- _TESTO FORNITO_:
* * * * * * * * *

La concentrazione delle preferenze sembra più correlata alla bassa alfabetizzazione tecnologica generale che a un’effettiva valutazione comparativa tra strumenti.
Una tecnologia per giovani, laureati e lavoratori digitali
L’adozione della Gen AI in Italia presenta divari marcati per genere, età e settore professionale:
- Il 30% degli uomini ha fatto uso di questi strumenti, contro il 20% delle donne.
- Tra gli under 35, il tasso di utilizzo sale al 38%, contro appena il 6% negli over 65.
- Il divario generazionale raggiunge così i 32 punti percentuali netti.
Nel mondo del lavoro, l’utilizzo regolare supera il 56% nel settore ICT, mentre resta sotto il 25% nei servizi scientifici e formativi, ed è praticamente inesistente nei comparti manifatturieri.

* * * * * * * * *

[Dati sulle espressioni referenziali]
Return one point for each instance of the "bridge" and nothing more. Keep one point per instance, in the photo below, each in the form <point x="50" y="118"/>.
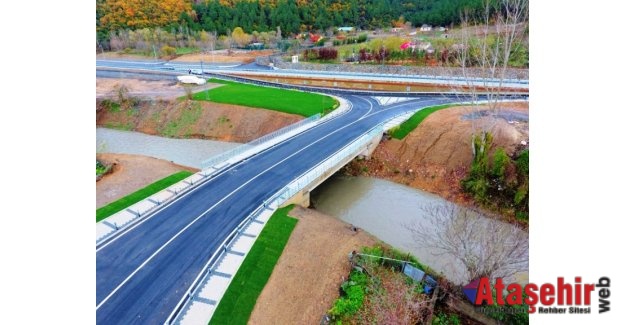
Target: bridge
<point x="171" y="260"/>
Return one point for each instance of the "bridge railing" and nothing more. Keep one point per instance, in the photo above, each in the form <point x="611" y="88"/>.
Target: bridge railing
<point x="225" y="156"/>
<point x="318" y="170"/>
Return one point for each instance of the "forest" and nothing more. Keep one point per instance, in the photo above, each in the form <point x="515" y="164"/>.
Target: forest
<point x="292" y="16"/>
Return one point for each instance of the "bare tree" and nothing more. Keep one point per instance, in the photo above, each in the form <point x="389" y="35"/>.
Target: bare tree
<point x="487" y="42"/>
<point x="484" y="247"/>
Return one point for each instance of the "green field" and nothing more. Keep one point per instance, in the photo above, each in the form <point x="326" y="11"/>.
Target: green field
<point x="116" y="206"/>
<point x="287" y="101"/>
<point x="239" y="300"/>
<point x="402" y="130"/>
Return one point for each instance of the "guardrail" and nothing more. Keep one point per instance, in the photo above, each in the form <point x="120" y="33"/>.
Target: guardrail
<point x="207" y="269"/>
<point x="279" y="198"/>
<point x="340" y="91"/>
<point x="315" y="172"/>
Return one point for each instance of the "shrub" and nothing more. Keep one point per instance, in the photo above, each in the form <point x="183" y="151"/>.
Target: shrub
<point x="353" y="298"/>
<point x="446" y="319"/>
<point x="495" y="181"/>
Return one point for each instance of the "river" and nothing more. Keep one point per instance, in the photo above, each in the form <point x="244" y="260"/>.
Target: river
<point x="385" y="209"/>
<point x="380" y="207"/>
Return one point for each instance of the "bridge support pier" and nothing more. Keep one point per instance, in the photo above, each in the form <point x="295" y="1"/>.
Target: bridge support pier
<point x="368" y="151"/>
<point x="302" y="199"/>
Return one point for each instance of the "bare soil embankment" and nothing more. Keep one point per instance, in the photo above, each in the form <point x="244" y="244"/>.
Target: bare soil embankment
<point x="130" y="173"/>
<point x="307" y="277"/>
<point x="437" y="154"/>
<point x="179" y="118"/>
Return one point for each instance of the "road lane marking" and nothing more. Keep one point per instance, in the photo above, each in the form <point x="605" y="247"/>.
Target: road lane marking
<point x="219" y="202"/>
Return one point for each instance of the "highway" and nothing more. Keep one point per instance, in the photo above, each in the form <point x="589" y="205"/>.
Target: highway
<point x="142" y="273"/>
<point x="261" y="70"/>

* * * * * * * * *

- _CONSEGNA A_:
Rispondi a queste domande sul testo sulla Gen AI in Italia:
(i) Quale percentuale di uomini ha fatto uso di questi strumenti?
(ii) Qual è il tasso di utilizzo tra gli under 35?
(iii) Quale soglia supera l'utilizzo regolare nel settore ICT?
- _CONSEGNA B_:
Per favore, trascrivi dal testo sulla Gen AI in Italia il passo compreso tra "- Il divario" e "nei comparti manifatturieri.", estremi inclusi.

- _RISPOSTA A_:
(i) Il 30%.
(ii) Il 38%.
(iii) Il 56%.

- _RISPOSTA B_:
- Il divario generazionale raggiunge così i 32 punti percentuali netti.
Nel mondo del lavoro, l’utilizzo regolare supera il 56% nel settore ICT, mentre resta sotto il 25% nei servizi scientifici e formativi, ed è praticamente inesistente nei comparti manifatturieri.